DATA SECTION ::
•••

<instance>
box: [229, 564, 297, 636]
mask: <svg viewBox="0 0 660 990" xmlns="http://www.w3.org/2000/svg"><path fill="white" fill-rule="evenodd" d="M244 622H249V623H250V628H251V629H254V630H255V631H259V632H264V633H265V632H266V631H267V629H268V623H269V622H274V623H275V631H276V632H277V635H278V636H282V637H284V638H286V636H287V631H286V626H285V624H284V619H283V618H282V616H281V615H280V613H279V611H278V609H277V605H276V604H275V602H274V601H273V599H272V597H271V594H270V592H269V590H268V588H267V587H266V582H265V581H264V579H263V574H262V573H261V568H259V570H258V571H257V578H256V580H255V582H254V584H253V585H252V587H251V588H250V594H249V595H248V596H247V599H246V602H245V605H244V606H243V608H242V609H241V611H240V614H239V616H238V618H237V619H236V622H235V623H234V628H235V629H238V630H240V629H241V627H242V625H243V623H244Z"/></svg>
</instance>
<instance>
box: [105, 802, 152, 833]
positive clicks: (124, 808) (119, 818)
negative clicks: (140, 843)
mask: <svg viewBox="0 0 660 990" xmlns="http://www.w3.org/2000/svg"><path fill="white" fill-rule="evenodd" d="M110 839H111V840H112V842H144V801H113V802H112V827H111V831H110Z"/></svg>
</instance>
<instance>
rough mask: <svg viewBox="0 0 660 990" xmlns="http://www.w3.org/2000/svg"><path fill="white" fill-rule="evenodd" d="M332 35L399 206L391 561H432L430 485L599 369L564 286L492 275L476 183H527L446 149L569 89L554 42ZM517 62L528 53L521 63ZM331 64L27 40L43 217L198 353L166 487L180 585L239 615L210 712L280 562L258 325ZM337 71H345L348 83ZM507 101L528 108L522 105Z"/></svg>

•••

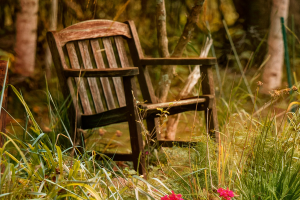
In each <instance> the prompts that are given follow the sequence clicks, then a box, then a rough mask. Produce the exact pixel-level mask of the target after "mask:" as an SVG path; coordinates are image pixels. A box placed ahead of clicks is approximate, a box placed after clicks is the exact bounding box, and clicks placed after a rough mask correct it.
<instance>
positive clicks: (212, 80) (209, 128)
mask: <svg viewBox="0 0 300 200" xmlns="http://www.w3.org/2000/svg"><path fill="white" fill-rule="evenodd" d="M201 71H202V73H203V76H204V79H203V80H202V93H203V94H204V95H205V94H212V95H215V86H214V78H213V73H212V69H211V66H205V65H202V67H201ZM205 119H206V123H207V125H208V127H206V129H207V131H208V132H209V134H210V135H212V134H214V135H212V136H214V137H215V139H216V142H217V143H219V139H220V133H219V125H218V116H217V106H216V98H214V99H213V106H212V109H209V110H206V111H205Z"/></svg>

•••

ABOUT THIS EXERCISE ::
From the data above, reproduce word for word the lines running from the line with "negative clicks: (140, 843)" to the line with "rough mask: <svg", ends included.

ANSWER BELOW ::
negative clicks: (140, 843)
mask: <svg viewBox="0 0 660 990" xmlns="http://www.w3.org/2000/svg"><path fill="white" fill-rule="evenodd" d="M110 839H111V840H112V842H144V801H113V802H112V827H111V831H110Z"/></svg>
</instance>
<instance>
rough mask: <svg viewBox="0 0 660 990" xmlns="http://www.w3.org/2000/svg"><path fill="white" fill-rule="evenodd" d="M332 35L399 206L391 561H432L430 485L599 369L564 286L492 275L476 183H527L446 149L569 89L554 42ZM517 62L528 53L521 63ZM331 64L27 40L43 217L198 353L166 487L180 585L239 615L210 712L280 562L258 325ZM337 71H345L348 83ZM507 101L528 108L522 105Z"/></svg>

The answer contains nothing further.